» Records shown:
--

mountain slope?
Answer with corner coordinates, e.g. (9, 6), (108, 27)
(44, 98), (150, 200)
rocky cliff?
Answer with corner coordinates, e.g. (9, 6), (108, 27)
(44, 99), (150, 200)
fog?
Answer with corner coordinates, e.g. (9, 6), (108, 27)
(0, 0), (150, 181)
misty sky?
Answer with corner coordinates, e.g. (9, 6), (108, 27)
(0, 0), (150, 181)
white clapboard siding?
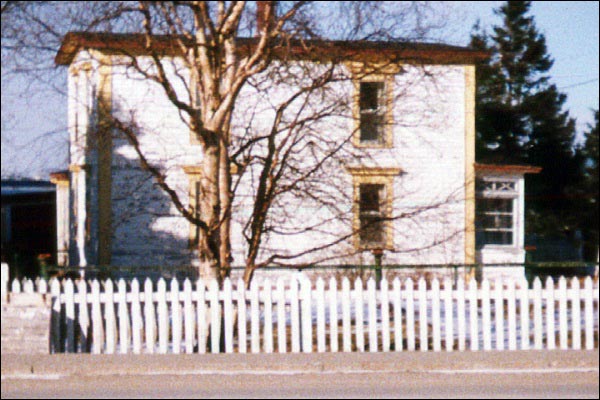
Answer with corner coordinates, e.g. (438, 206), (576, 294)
(16, 274), (598, 354)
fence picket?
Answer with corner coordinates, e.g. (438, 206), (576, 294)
(494, 278), (504, 350)
(583, 276), (594, 350)
(571, 277), (581, 350)
(23, 279), (35, 293)
(519, 279), (530, 350)
(237, 278), (248, 353)
(10, 279), (21, 294)
(223, 278), (233, 353)
(118, 279), (129, 354)
(342, 277), (352, 352)
(156, 278), (169, 354)
(144, 278), (156, 354)
(418, 278), (428, 351)
(171, 278), (183, 354)
(250, 280), (260, 353)
(329, 277), (339, 353)
(290, 275), (300, 353)
(354, 278), (365, 352)
(405, 278), (415, 351)
(131, 278), (144, 354)
(469, 279), (479, 351)
(104, 279), (117, 354)
(263, 278), (273, 353)
(300, 276), (313, 353)
(208, 279), (221, 354)
(431, 279), (442, 351)
(315, 277), (325, 353)
(456, 279), (467, 351)
(379, 278), (390, 352)
(183, 278), (195, 354)
(533, 277), (544, 350)
(505, 279), (517, 350)
(442, 278), (454, 351)
(481, 279), (492, 350)
(92, 279), (104, 354)
(77, 279), (90, 353)
(557, 276), (569, 350)
(546, 277), (556, 350)
(196, 279), (209, 354)
(392, 277), (403, 351)
(367, 278), (377, 353)
(64, 279), (75, 353)
(275, 278), (287, 353)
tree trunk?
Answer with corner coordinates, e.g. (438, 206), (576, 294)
(198, 139), (221, 282)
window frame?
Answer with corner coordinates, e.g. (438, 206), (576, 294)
(352, 73), (394, 148)
(475, 177), (519, 250)
(347, 167), (402, 251)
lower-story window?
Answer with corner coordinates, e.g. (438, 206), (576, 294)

--

» What to work on:
Rewrite every line of the records above as a JSON list of strings, one string per line, with blank lines left out. Don't include the pictures in your answer.

» Correct response:
[
  "mountain slope?",
  "Answer with corner coordinates, e.g. (9, 6), (108, 27)",
  "(44, 98), (150, 200)",
  "rocky cliff?",
  "Answer with corner coordinates, e.g. (9, 6), (108, 27)",
  "(44, 99), (150, 200)",
  "fog?",
  "Answer with corner coordinates, e.g. (9, 6), (108, 27)",
  "(0, 0), (150, 181)",
  "misty sky?",
  "Answer with corner coordinates, e.g. (9, 6), (108, 27)",
  "(0, 0), (150, 181)",
  "white clapboard siding?",
  "Answer with corner coordinates, e.g. (438, 206), (576, 294)",
  "(16, 274), (598, 354)",
  "fence picket?",
  "Answer with corner coordinates, e.g. (438, 206), (576, 294)",
  "(494, 278), (504, 350)",
  "(583, 276), (594, 350)",
  "(571, 277), (581, 350)",
  "(23, 279), (35, 293)",
  "(519, 279), (530, 350)",
  "(237, 278), (248, 353)",
  "(10, 279), (21, 294)",
  "(223, 278), (233, 353)",
  "(118, 279), (129, 354)",
  "(342, 277), (352, 352)",
  "(156, 278), (169, 354)",
  "(144, 278), (156, 354)",
  "(418, 278), (428, 351)",
  "(171, 278), (183, 354)",
  "(250, 280), (260, 353)",
  "(329, 277), (339, 353)",
  "(290, 275), (300, 353)",
  "(354, 278), (365, 352)",
  "(405, 278), (415, 351)",
  "(131, 278), (144, 354)",
  "(469, 279), (479, 351)",
  "(104, 279), (117, 354)",
  "(263, 278), (273, 353)",
  "(300, 276), (313, 353)",
  "(208, 279), (221, 354)",
  "(431, 279), (442, 351)",
  "(315, 277), (325, 353)",
  "(456, 279), (467, 351)",
  "(379, 278), (390, 352)",
  "(183, 278), (195, 354)",
  "(533, 277), (544, 350)",
  "(505, 279), (517, 350)",
  "(442, 278), (454, 351)",
  "(481, 279), (492, 350)",
  "(92, 279), (104, 354)",
  "(77, 279), (90, 353)",
  "(557, 276), (569, 350)",
  "(546, 277), (556, 350)",
  "(196, 279), (209, 354)",
  "(392, 277), (403, 351)",
  "(367, 278), (377, 353)",
  "(64, 279), (75, 353)",
  "(275, 278), (287, 353)",
  "tree trunk?",
  "Answer with corner coordinates, e.g. (438, 206), (576, 294)",
  "(198, 139), (221, 282)",
  "window frame?",
  "Answer with corner coordinates, e.g. (438, 206), (576, 294)",
  "(352, 73), (394, 148)",
  "(475, 177), (519, 250)",
  "(347, 167), (402, 251)",
  "lower-story window?",
  "Answer with corner coordinates, e.g. (438, 206), (576, 294)"
]